### Passage proposé
________
Ce qu'il dit à quelques-uns
de ses parens, que le monde, c'est-à-dire
les Juifs incrédules, ne pouvaient les
haïr, mais que le monde le haïssait lui,
parce qu'il condamnait ses oeuvres, qui
étaient mauvaises, renferme
une Vérité
constante, c'est que les gens du monde aiment leurs
semblables, mais qu'ils haïssent ceux dont la
vie et les discours condamnent leurs mauvaises
actions.
2. On voit ici les divers jugemens
que le peuple faisait de Jésus-Christ; mais
on y remarque surtout l'aveuglement et la malice
des Juifs qui, sans faire attention aux preuves que
Notre Seigneur donnait de sa mission divine par les
miracles qu'il faisait, et sans être
touchés de ce qu'il leur disait avec tant de
force et tant de douceur, pour justifier ce qu'il
avait fait et pour les convaincre que sa doctrine
était céleste, l'accusaient d'avoir
violé la loi de Dieu et d'être
possédé du démon, et voulaient
même le faire mourir.
Cette résistance et cet
endurcissement des Juifs montre que les
préjugés et les passions peuvent
aveugler les hommes à un tel point, que rien
n'est capable de les désabuser et qu'ils se
scandalisent de ce qui devrait le plus les
édifier. On doit bien considérer sur
ce sujet ce que Jésus-Christ dit dans cette
occasion: Si quelqu'un veut faire la volonté
de mon Père, il connaîtra si ma
doctrine est de Dieu, ou si je parle de mon chef.
Ces paroles contiennent une
leçon qui est de la dernière
importance, savoir, que la principale disposition
où il faut être pour connaître
la doctrine de Jésus-Christ et pour en
sentir la vérité et la beauté,
c'est d'avoir le coeur bon et une intention
sincère de faire la volonté de Dieu,
autant qu'elle nous peut être connue. Mais
ceux à qui cette disposition manque ne
sauraient jamais parvenir à la connaissance
de la vérité. Enfin il est à
remarquer que, quoique les Juifs eussent
formé le dessein de faire mourir Notre
Seigneur, ils ne purent lui faire aucun mal et que
nul n'osa mettre la main sur lui.
Les méchans ne peuvent nuire
aux gens de bien qu'autant que Dieu le leur permet,
et quoi que les hommes puissent entreprendre, ce
que Dieu a résolu s'accomplit toujours.
CHAPITRE VII
31-53.-
Les pharisiens,
- indignés de ce que le peuple
était touché des discours et des
miracles de Notre Seigneur, envoient des gens
pour le saisir, mais il continua à parler
avec tant d'autorité et
d'évidence, et il adressa au peuple des
exhortations si touchantes, que plusieurs
reconnurent qu'il était prophète;
il y en eut même qui crurent qu'il
était le Messie; et ceux qui avaient
ordre de le saisir s'en retournèrent sans
oser mettre les mains sur lui, de quoi les
pharisiens furent extrêmement
irrités.
RÉFLEXIONS.
________
### Consignes de l'exercice
- 1) Résumez le passage proposé en deux phrases.
- 2) Les affirmations suivantes sont-elles conformes au passage proposé ? Répondez par oui ou par non pour chacune, en citant les mots du texte qui tranchent.
(a) Les pharisiens furent satisfaits que ceux qui devaient saisir Jésus-Christ reviennent sans l'avoir fait.
(b) Les méchants ne peuvent nuire aux gens de bien qu'autant que Dieu le leur permet.
(c) Tout le peuple reconnut que Jésus-Christ était le Messie.
- 3) Recopiez fidèlement le passage proposé en partant de « 2. On voit ici » et en allant jusqu'à « le faire mourir. » inclus.

### Enregistrements source
________
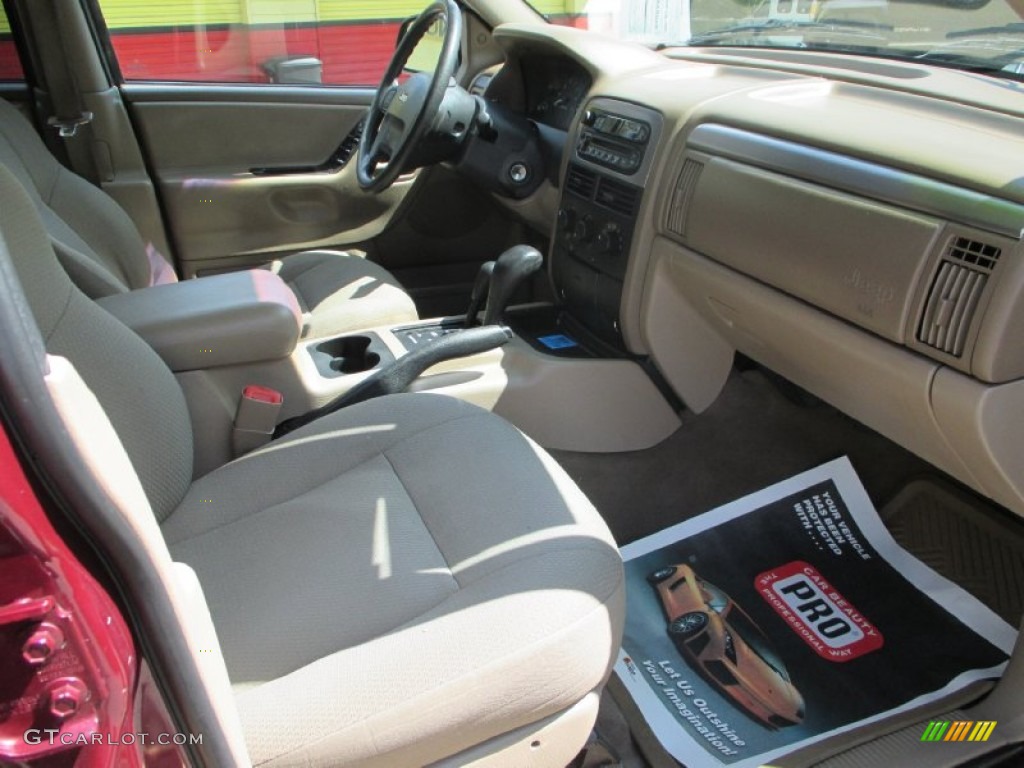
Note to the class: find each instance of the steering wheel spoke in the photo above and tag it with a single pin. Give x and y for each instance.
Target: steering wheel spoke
(403, 110)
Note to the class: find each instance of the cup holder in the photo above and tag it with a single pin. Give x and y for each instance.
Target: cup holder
(349, 354)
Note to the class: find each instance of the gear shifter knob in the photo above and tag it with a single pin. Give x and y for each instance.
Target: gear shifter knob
(511, 268)
(480, 289)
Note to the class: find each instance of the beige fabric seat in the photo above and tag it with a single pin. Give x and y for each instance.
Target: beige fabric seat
(102, 252)
(407, 582)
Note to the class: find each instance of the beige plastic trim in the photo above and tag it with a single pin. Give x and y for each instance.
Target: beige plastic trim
(103, 454)
(688, 351)
(219, 321)
(853, 257)
(980, 423)
(881, 384)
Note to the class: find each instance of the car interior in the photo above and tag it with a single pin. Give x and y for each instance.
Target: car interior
(351, 394)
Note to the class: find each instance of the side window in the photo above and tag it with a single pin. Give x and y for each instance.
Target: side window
(330, 42)
(10, 65)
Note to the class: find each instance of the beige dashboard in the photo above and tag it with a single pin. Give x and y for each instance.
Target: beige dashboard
(853, 224)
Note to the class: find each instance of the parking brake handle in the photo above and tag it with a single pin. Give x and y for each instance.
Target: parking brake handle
(396, 376)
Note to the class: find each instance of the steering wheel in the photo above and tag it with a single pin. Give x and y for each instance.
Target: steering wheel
(402, 112)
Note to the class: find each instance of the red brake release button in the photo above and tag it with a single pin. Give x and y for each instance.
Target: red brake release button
(263, 394)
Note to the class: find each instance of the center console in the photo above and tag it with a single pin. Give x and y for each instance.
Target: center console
(604, 182)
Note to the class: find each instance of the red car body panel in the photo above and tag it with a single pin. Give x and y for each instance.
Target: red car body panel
(70, 666)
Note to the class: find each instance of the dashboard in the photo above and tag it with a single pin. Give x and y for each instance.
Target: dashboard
(556, 87)
(854, 225)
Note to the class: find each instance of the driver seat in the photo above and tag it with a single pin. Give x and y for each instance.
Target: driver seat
(409, 581)
(101, 250)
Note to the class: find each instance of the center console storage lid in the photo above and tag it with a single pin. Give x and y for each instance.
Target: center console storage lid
(223, 320)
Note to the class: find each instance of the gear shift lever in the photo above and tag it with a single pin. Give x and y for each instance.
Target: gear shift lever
(480, 288)
(511, 268)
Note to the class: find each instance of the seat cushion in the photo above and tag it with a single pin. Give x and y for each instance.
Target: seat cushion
(341, 292)
(398, 582)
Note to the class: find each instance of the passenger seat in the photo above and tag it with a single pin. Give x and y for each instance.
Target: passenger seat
(101, 250)
(406, 582)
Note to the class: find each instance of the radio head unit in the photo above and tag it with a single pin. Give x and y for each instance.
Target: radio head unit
(612, 140)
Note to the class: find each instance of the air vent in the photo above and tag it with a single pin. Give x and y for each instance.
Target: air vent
(973, 252)
(581, 181)
(682, 196)
(617, 197)
(350, 144)
(950, 307)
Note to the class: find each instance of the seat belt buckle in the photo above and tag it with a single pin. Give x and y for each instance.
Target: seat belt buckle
(68, 127)
(255, 419)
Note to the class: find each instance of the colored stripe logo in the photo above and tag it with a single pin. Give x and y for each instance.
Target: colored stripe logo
(958, 730)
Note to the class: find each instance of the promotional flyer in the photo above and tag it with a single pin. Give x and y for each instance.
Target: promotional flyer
(787, 616)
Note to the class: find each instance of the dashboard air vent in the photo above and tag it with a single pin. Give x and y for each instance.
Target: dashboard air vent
(682, 196)
(950, 305)
(581, 181)
(617, 197)
(350, 144)
(972, 252)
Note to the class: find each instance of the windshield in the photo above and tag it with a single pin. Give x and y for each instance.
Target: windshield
(984, 36)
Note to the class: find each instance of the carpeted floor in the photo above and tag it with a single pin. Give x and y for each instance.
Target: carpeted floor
(762, 430)
(757, 433)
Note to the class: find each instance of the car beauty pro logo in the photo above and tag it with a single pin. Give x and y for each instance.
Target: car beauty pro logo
(817, 612)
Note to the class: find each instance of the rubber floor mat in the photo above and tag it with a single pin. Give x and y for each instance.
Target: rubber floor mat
(963, 540)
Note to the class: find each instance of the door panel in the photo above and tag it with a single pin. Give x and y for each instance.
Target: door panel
(210, 147)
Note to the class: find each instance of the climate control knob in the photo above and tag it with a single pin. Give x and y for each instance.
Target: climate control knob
(584, 229)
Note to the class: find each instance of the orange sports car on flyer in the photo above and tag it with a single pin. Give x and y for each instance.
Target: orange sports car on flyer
(718, 638)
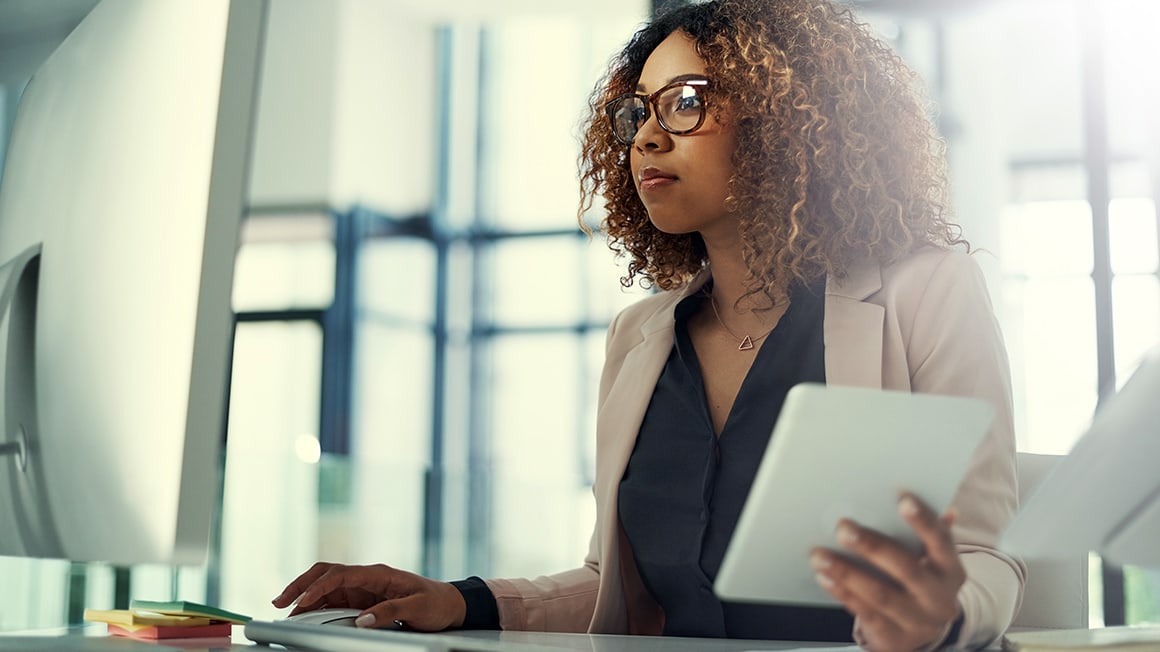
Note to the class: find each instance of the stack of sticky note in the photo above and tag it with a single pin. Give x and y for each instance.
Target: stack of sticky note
(150, 620)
________
### Réponses attendues
- 1) Le passage proposé explique que les Juifs, aveuglés par leurs préjugés et leurs passions, accusaient Jésus-Christ d'avoir violé la loi de Dieu et d'être possédé du démon, et voulaient même le faire mourir, sans pourtant pouvoir lui faire aucun mal. Il enseigne que, pour connaître la doctrine de Jésus-Christ, il faut avoir le cœur bon et une intention sincère de faire la volonté de Dieu.

- 2)
(a) Non : « de quoi les pharisiens furent extrêmement irrités ».
(b) Oui : « Les méchans ne peuvent nuire aux gens de bien qu'autant que Dieu le leur permet ».
(c) Non : « il y en eut même qui crurent qu'il était le Messie ».

- 3)
2. On voit ici les divers jugemens
que le peuple faisait de Jésus-Christ; mais
on y remarque surtout l'aveuglement et la malice
des Juifs qui, sans faire attention aux preuves que
Notre Seigneur donnait de sa mission divine par les
miracles qu'il faisait, et sans être
touchés de ce qu'il leur disait avec tant de
force et tant de douceur, pour justifier ce qu'il
avait fait et pour les convaincre que sa doctrine
était céleste, l'accusaient d'avoir
violé la loi de Dieu et d'être
possédé du démon, et voulaient
même le faire mourir.